-- Begin Provided records --

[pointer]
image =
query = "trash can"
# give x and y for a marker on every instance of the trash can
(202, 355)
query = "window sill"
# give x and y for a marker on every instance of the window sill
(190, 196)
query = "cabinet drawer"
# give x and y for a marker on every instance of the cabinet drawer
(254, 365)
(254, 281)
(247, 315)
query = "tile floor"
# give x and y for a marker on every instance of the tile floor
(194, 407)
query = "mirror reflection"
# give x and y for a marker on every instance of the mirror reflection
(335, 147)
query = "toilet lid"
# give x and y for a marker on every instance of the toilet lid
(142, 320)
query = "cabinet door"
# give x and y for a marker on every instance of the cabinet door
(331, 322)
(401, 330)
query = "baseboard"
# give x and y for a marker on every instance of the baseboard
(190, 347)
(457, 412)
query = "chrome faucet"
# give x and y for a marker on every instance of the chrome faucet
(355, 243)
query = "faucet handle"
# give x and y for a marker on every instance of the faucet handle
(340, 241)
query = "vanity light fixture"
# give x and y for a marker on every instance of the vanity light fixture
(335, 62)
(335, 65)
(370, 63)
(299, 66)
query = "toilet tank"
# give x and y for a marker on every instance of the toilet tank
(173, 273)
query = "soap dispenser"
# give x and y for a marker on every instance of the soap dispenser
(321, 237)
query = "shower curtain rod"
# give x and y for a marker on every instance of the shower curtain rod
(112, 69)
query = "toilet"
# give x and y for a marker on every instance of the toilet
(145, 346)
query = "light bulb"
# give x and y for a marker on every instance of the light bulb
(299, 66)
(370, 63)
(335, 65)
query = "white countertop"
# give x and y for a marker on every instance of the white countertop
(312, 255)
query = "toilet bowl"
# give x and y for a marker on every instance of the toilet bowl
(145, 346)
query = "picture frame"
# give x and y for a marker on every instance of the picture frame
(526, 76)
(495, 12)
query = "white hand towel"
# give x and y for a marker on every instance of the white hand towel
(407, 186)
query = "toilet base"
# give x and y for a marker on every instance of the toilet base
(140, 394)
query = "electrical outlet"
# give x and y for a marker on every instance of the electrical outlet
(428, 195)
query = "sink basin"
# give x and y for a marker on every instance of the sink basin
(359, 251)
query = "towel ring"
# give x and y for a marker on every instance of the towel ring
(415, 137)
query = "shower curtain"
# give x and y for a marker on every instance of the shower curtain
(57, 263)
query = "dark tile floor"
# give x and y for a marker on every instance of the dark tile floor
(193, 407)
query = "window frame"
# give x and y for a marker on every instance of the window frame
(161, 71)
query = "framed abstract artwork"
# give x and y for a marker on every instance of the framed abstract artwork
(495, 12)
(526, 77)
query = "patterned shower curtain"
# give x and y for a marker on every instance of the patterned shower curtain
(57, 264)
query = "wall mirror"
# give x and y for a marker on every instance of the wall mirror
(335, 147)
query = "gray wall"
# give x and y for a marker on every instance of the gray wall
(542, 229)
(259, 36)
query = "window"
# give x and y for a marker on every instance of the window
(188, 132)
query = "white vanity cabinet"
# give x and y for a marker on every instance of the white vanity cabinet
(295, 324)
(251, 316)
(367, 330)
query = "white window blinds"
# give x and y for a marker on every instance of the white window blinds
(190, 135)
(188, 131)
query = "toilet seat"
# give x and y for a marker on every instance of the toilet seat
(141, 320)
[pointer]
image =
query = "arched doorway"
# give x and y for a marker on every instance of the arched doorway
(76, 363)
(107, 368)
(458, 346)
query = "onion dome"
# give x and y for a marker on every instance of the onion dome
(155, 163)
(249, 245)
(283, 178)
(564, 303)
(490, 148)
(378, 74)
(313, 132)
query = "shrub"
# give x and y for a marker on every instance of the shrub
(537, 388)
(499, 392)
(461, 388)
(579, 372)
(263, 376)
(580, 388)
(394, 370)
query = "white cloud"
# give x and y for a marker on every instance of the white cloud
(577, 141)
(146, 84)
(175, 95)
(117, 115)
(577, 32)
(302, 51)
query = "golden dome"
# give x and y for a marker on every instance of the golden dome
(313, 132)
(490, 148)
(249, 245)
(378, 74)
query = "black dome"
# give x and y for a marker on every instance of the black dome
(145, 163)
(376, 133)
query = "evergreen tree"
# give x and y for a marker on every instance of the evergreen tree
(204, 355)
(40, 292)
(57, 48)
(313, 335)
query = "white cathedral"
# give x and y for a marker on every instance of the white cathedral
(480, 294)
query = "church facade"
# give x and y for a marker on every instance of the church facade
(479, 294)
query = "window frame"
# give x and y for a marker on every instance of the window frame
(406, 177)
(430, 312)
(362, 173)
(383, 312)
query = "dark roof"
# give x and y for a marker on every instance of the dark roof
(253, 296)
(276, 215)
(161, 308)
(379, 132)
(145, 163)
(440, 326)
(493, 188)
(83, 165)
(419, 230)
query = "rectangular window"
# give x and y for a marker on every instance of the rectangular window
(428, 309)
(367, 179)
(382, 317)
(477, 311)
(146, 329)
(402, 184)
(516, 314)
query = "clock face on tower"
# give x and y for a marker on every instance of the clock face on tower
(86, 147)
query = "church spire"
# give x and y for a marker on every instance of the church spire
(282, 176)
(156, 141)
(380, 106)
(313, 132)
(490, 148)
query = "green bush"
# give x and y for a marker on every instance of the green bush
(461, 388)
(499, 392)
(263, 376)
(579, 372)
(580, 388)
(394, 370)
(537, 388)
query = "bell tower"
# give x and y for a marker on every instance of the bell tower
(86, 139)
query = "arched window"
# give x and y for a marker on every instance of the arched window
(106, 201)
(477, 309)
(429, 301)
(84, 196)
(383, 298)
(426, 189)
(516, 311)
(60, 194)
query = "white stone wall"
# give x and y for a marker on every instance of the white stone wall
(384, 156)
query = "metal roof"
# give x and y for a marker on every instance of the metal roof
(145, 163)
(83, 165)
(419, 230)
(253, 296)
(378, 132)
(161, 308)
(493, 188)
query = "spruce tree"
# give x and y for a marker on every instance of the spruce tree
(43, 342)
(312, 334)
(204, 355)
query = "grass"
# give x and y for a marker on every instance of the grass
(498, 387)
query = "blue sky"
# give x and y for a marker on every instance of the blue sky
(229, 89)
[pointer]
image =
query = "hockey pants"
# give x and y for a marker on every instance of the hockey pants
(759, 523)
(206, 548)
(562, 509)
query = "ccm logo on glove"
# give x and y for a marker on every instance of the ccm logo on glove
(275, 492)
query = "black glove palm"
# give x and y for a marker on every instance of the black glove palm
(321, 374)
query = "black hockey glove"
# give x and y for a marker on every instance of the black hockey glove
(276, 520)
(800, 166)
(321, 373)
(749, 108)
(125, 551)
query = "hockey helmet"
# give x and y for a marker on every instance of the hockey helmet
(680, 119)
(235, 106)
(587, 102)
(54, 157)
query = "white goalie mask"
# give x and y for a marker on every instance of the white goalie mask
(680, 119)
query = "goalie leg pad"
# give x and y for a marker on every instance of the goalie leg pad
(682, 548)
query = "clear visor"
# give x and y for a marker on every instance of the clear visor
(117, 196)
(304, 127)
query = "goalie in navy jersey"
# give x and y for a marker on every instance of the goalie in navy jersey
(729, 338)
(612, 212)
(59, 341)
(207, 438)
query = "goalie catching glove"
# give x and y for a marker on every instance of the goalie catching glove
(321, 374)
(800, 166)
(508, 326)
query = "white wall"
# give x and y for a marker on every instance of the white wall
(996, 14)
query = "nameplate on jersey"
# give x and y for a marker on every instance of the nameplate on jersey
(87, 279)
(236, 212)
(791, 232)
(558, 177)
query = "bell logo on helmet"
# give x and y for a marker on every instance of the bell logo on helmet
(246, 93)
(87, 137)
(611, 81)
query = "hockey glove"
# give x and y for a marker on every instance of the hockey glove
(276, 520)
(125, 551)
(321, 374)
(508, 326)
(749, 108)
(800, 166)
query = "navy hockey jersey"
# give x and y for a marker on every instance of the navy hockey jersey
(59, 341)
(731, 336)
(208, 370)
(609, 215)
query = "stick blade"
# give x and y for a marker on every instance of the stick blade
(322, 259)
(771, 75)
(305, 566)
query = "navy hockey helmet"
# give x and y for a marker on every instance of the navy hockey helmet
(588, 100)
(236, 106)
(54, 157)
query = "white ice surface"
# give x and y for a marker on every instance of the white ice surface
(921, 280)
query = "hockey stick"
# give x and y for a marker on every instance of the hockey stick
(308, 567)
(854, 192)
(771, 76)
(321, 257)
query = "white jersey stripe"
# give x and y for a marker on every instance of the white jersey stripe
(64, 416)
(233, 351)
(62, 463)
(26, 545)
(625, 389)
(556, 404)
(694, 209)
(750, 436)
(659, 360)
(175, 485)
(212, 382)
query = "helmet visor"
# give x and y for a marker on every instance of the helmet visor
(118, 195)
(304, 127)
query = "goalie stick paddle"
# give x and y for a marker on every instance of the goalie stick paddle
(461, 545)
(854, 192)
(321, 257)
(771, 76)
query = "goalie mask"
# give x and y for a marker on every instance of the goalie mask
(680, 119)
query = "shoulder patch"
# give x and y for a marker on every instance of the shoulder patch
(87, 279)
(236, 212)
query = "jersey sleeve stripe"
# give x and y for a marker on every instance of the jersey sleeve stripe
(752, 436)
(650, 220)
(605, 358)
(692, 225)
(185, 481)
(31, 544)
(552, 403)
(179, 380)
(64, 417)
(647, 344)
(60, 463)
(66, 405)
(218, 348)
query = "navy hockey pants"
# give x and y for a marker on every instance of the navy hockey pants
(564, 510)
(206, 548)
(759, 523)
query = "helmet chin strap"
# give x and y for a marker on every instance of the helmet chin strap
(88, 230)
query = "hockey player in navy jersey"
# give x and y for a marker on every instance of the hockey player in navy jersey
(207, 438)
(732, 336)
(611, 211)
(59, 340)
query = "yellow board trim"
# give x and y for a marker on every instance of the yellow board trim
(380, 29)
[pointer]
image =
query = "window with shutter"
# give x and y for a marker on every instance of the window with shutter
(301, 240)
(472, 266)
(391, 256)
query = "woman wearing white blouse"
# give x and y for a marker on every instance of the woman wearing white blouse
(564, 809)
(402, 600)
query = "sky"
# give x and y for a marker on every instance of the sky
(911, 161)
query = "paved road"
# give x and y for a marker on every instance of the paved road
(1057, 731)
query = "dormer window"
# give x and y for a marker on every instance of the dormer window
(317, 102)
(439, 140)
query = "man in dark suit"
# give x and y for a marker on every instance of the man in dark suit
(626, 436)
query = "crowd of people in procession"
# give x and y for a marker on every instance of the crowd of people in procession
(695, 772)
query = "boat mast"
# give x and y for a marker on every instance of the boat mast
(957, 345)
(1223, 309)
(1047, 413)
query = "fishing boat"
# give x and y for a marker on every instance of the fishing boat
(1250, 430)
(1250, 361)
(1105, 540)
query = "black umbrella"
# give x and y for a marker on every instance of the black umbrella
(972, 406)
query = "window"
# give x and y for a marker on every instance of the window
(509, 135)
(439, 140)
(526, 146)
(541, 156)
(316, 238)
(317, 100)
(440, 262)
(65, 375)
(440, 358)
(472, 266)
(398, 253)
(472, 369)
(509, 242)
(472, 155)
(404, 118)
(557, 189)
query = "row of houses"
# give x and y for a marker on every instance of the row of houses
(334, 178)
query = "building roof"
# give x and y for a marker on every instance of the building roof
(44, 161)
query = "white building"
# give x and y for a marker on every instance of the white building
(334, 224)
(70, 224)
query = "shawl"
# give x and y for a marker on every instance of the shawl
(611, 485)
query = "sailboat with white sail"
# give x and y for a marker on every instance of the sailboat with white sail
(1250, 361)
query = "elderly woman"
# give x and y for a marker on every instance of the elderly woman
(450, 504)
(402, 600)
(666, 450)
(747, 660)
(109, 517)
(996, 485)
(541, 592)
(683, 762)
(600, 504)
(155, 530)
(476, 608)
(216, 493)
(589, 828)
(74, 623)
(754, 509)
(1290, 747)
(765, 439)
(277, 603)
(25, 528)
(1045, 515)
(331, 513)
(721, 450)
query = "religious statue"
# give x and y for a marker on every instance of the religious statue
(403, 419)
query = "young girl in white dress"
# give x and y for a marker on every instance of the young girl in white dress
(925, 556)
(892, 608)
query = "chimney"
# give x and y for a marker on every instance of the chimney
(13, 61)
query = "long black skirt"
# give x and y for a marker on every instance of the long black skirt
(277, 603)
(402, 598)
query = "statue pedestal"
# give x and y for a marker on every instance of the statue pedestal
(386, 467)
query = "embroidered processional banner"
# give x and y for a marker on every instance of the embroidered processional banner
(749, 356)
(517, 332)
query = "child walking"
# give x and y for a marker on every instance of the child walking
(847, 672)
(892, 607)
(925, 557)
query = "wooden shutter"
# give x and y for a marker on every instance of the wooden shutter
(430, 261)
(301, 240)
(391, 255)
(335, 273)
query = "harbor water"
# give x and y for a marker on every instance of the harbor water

-- End Provided records --

◆ Exercise instructions: Gather every line of the items that contains the string "long".

◆ Exercise output:
query = "long black skirt"
# give x and y for a marker on every instance of the long black skirt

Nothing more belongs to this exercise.